Alexandra Walsh was on the defense team for one of most high-profile trials of George W. Bush's administration: United States v. Libby. The defendant was a high-ranking official in the Bush administration being investigated for interfering with a criminal investigation, and the dramatic trial made headlines across the country.
Walsh worked around the clock in the weeks leading up to the trial. And the day after closing arguments, she took a deep breath. Or rather, a series of very deep breaths: She gave birth to her third child, Frances.
A Washington Post column (opens in new tab) about the trial from 2007 reads: "Don't expect Walsh, one of Washingtonian magazine's 2006 '40 Top Lawyers Under 40,' to go off the case: She was already e-mailing about work matters a little more than an hour after giving birth."
That was exactly nine years ago and Walsh has learned a lot about integrating career and family since then. Last month, she launched Wilkinson Walsh + Eskovitz, a Washington, D.C. law firm, with fellow attorney and friend Beth Wilkinson. What makes their firm different, they say, is a "work hard and then take some time off" mentality.
"The billable hour is something we never thought was so great because it encourages people to needlessly stay at work."
The two women, who have worked together at various points in their career, came up with the idea of starting a more progressive firm, one that places a premium on time away from the office, piece by piece. After comparing professional notes and discussing familial obligations over many lunches, coffees, and drinks, one detrimental pattern stood out: unnecessarily long hours.

> Material shown:
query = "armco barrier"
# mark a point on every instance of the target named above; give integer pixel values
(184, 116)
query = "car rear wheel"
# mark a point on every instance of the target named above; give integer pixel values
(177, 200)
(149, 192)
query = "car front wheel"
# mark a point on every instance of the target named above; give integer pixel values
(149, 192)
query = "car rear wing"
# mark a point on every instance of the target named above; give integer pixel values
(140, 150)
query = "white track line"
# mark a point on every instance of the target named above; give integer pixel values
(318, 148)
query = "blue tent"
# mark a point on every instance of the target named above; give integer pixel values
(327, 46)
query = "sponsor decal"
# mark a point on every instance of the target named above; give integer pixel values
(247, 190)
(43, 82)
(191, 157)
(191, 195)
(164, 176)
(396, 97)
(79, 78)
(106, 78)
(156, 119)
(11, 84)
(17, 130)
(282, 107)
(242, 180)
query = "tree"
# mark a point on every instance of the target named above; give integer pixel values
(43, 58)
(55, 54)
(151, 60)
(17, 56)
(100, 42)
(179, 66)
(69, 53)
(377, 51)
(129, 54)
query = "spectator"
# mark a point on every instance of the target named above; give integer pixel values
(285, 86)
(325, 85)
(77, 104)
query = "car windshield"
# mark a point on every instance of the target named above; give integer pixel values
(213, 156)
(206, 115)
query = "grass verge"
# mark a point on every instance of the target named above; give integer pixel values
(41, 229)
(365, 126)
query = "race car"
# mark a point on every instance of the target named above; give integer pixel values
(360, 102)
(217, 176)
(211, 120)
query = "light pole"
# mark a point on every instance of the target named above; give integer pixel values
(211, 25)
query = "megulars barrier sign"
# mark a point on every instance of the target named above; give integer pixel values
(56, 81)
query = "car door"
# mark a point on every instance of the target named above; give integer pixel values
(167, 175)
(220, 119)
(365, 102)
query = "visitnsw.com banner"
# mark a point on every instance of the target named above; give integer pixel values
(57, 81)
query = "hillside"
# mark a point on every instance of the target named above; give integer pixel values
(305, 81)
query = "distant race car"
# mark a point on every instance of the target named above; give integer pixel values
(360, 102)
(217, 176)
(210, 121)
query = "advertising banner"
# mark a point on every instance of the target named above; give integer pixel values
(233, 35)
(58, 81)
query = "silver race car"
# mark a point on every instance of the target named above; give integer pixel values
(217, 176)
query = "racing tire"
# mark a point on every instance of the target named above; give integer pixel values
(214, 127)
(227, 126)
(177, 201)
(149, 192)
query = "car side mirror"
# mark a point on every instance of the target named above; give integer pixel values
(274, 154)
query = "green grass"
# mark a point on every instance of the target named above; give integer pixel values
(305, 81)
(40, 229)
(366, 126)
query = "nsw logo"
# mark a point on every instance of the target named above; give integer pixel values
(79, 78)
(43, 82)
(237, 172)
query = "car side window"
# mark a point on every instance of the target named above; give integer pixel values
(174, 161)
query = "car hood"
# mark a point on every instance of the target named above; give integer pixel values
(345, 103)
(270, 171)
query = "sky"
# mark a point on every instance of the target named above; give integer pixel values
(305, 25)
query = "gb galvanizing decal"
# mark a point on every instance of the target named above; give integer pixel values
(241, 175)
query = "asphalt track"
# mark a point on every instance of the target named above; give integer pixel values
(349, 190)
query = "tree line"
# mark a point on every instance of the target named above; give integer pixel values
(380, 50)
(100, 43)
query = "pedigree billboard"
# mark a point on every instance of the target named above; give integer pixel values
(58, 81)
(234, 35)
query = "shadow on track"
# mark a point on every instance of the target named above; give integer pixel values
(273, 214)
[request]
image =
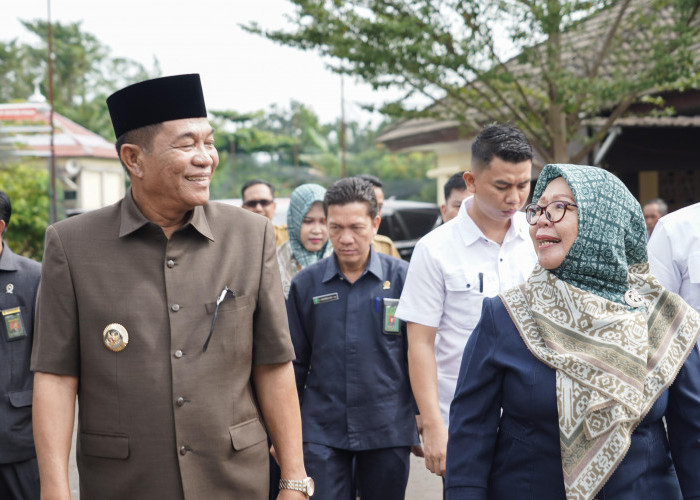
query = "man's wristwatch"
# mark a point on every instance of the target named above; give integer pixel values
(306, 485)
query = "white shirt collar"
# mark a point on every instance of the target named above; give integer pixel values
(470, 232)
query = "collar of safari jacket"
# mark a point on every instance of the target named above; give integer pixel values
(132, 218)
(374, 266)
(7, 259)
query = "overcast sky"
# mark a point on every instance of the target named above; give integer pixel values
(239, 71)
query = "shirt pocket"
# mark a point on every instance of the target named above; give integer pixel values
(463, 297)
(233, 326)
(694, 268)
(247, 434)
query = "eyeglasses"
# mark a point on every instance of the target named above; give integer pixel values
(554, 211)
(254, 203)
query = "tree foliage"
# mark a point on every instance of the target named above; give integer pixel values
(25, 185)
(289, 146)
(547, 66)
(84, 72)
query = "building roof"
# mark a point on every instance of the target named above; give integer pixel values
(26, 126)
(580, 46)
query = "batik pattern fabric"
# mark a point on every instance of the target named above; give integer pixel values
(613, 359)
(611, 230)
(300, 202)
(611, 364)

> Given instruction 1:
Answer these questions from the article about Alexandra Walsh's new law firm:
(a) What was the name of the child Walsh gave birth to the day after closing arguments?
(b) Which attorney launched Wilkinson Walsh + Eskovitz with Walsh?
(c) What detrimental pattern stood out to the two women as they compared professional notes?
> Given instruction 2:
Resume the article about Alexandra Walsh's new law firm, picking up right after its final sentence.

> Output 1:
(a) Frances
(b) Beth Wilkinson
(c) Unnecessarily long hours

> Output 2:
"When I was right out of law school and clerking, I worked really, really long hours," Walsh tells MarieClaire.com, who has four children, aged 14 to 4 years old. "Even though Beth and I went our separate ways work-wise for awhile, we stayed really good friends and she was always giving me a hard time, saying, 'Make sure to spend enough time with your kids. You'll regret not doing that and doing it will make you a better lawyer.'" (Wilkinson has a 13-year-old and 10-year-old twins.)
As their children got older, the friends were inspired to take action.
They landed on a novel concept for their industry: Starting a law firm that doesn't have billable hours. The billable hour is the measure to which most attorneys are shackled. It's how firms charge clients for their services, which means the more time a lawyer works, the more money they are earning for their firm. So, it's no wonder that you often hear lawyers quantifying success by time banked at the office.
For women, in particular, that can be an exhausting assessment considering that they log more time. According to a study of Harvard law school graduates released last year (opens in new tab), women in the graduating class of 2000 worked an average of eight hours a week more than the men—53.4 hours to the guys' 45.4.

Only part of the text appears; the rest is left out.